PROVIDED PASSAGE START

Some on the religious right have made their kind of religion a major issue in the present election campaign. They should not be met by silence.
Christians should make peacemaking their central concern this year. Our future depends on it. Christians commit themselves to follow Jesus, the Prince of Peace, who taught his followers to be peacemakers.
Jesus wept over Jerusalem, saying “if you had only known what would bring you peace—but now it is hidden from your eyes” (Luke 19:42 NIV). Accordingly, he predicted the Temple and Jerusalem would be destroyed in war, and it was. The warning may apply to us.
Terrorism is an international network—in 60 or more nations. Therefore, preventing terrorism requires international cooperation. But that requires the U.S. to listen to the wisdom of others, not just act unilaterally.
Public opinion polls showed Americans wanted international agreement before making war in Iraq. Hence President Bush promised he would not start the war without a positive vote by U.N. Security Council members. All but three members opposed it. Nevertheless, he initiated war.

PROVIDED PASSAGE END
RECORDS PROVIDED START

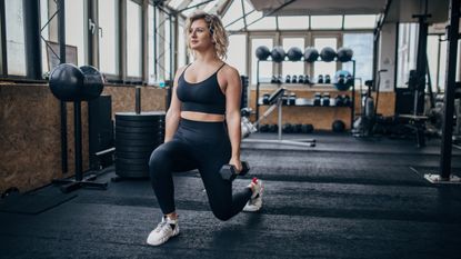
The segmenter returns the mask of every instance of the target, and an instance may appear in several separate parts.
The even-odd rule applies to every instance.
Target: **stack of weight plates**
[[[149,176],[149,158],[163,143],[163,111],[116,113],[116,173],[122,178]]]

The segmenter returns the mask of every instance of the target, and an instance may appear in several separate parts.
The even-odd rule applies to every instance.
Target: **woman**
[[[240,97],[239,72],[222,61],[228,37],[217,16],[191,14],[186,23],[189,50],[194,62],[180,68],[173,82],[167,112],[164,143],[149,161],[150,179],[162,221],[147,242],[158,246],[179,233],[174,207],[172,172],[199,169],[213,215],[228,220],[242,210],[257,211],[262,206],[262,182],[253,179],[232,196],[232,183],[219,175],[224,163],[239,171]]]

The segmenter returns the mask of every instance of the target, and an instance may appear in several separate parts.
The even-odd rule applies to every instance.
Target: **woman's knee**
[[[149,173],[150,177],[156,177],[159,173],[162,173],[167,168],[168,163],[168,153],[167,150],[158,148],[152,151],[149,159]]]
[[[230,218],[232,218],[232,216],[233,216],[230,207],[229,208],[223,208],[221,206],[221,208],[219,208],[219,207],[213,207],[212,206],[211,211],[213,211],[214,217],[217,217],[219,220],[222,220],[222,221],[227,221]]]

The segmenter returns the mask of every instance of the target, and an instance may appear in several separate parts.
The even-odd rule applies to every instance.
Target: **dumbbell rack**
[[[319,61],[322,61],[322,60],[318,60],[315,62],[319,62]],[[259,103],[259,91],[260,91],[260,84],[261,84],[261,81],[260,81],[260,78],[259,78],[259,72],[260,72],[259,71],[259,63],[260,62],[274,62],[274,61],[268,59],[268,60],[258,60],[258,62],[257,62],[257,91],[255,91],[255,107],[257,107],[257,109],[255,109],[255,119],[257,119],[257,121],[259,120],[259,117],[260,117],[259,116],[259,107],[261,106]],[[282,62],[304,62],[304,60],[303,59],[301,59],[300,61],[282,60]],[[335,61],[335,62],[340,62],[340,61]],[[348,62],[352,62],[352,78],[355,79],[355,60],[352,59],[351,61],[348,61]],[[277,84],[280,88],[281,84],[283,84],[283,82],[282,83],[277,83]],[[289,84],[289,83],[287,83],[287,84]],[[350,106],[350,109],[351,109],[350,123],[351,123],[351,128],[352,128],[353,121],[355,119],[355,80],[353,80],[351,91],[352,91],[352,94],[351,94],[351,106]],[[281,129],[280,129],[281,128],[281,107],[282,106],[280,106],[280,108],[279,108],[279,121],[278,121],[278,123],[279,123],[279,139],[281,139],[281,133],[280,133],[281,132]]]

RECORDS PROVIDED END
RECORDS PROVIDED START

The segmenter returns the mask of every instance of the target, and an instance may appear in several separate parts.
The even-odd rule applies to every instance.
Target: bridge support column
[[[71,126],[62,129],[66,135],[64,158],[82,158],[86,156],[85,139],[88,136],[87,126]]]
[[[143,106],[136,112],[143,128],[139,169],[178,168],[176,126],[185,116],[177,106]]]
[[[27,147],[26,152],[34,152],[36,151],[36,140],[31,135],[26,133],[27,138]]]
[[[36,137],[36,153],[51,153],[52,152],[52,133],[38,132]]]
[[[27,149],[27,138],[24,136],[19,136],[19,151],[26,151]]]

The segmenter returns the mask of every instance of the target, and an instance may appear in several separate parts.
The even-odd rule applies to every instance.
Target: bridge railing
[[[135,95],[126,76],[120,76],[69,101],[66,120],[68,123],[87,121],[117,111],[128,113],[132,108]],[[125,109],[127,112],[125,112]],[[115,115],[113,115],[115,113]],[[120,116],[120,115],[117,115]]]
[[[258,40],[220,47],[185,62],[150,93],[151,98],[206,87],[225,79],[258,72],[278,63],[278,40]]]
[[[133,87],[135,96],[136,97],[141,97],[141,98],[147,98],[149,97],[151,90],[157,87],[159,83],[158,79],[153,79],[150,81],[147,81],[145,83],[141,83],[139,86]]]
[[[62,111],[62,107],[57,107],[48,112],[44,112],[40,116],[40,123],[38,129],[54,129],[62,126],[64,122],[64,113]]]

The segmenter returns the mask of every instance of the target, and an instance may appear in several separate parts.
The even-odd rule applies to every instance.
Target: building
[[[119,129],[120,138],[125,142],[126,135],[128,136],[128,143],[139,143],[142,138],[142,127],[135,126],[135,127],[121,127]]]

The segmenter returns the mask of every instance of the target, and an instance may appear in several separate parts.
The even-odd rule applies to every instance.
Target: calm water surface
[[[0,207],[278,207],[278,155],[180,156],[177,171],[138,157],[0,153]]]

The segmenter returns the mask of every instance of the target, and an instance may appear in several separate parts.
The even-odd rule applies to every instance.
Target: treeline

RECORDS PROVIDED END

WHAT YOU WILL DO:
**a.** Repeat everything in the peacemaking passage from "Jesus wept over" down to "apply to us.".
**b.** According to the peacemaking passage, in how many nations is the terrorist network found?
**c.** Turn the paragraph of the peacemaking passage that begins "Public opinion polls showed" into a short list that keeps its main facts.
You won't need the data above.

SET OF ANSWERS:
**a.**
Jesus wept over Jerusalem, saying “if you had only known what would bring you peace—but now it is hidden from your eyes” (Luke 19:42 NIV). Accordingly, he predicted the Temple and Jerusalem would be destroyed in war, and it was. The warning may apply to us.

**b.** In 60 or more nations.

**c.**
- Polls showed Americans wanted international agreement before a war in Iraq.
- President Bush promised not to start the war without a positive vote by U.N. Security Council members.
- All but three members opposed it.
- He started the war anyway.